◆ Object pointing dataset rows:
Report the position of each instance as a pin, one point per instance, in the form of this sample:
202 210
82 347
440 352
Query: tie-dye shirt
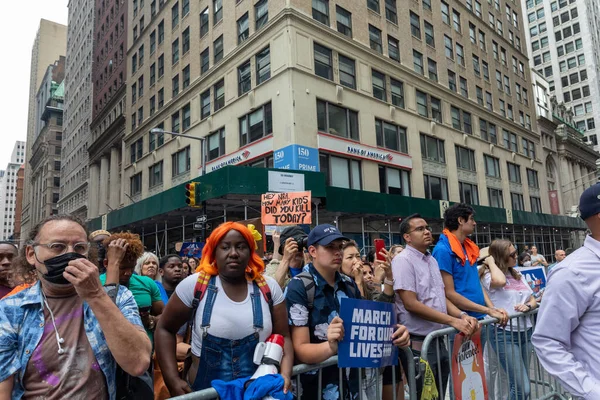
23 327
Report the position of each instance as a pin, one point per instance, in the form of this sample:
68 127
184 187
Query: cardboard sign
468 374
291 208
191 249
368 329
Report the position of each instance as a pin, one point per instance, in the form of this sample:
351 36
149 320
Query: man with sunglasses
421 303
62 337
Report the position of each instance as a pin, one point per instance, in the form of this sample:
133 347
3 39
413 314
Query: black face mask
56 266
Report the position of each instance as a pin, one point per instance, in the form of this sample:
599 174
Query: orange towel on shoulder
471 248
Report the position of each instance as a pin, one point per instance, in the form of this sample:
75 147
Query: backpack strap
309 286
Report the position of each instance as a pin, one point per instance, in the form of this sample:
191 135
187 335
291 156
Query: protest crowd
96 316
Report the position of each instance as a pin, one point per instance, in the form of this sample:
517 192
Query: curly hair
135 248
207 264
25 272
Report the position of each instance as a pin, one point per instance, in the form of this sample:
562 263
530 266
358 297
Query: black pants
437 364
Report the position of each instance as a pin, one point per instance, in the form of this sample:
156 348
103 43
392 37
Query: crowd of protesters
97 316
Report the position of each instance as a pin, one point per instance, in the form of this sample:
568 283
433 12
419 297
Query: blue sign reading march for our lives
368 329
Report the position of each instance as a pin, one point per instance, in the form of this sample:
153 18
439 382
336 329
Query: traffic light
190 194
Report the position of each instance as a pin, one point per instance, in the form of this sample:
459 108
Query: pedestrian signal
190 194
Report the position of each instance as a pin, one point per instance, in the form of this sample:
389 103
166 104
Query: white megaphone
267 355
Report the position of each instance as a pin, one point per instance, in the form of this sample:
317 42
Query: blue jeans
514 359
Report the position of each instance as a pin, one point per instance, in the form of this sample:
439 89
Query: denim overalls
226 359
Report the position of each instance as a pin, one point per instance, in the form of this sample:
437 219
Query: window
391 136
261 12
418 62
397 92
175 51
415 25
204 61
156 176
495 198
180 162
174 15
175 85
340 172
216 144
205 104
536 204
378 83
161 32
373 5
135 184
445 13
175 122
375 39
393 48
394 181
492 166
468 193
516 200
337 120
323 62
217 11
432 69
256 125
456 20
436 188
429 35
460 54
449 50
243 28
218 49
219 92
263 66
137 150
432 149
204 22
465 158
244 78
186 76
321 11
391 11
344 21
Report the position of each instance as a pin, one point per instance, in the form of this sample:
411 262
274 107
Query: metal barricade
513 370
209 394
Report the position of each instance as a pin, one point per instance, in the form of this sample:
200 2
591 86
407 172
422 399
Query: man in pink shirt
567 336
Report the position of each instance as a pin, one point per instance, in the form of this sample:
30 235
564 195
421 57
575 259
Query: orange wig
208 264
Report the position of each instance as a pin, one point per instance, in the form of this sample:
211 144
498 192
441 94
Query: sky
20 23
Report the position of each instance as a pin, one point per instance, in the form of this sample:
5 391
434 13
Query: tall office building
563 38
399 92
77 110
8 191
50 43
108 115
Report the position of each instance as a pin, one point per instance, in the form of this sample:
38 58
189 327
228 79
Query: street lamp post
202 157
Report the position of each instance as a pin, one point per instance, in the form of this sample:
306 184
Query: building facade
49 44
45 162
563 38
108 115
384 115
77 110
8 191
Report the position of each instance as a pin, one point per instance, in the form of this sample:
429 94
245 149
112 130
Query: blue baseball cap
589 202
323 235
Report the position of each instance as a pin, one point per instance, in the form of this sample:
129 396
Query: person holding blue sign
421 303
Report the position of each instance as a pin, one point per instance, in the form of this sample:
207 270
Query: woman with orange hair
231 307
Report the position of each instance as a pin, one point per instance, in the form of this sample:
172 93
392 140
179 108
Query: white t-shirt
229 320
513 293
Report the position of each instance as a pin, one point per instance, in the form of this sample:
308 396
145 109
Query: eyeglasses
421 229
59 248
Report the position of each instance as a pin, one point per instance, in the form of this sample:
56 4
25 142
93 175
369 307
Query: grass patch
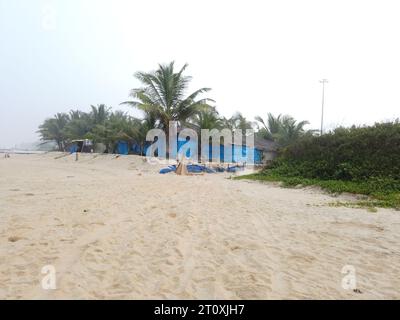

◆ PROBLEM TO SOLVE:
Collect each line of the material above that contains the word "with".

◆ FINAL RESULT:
Query: man with sunglasses
Query: woman with orange hair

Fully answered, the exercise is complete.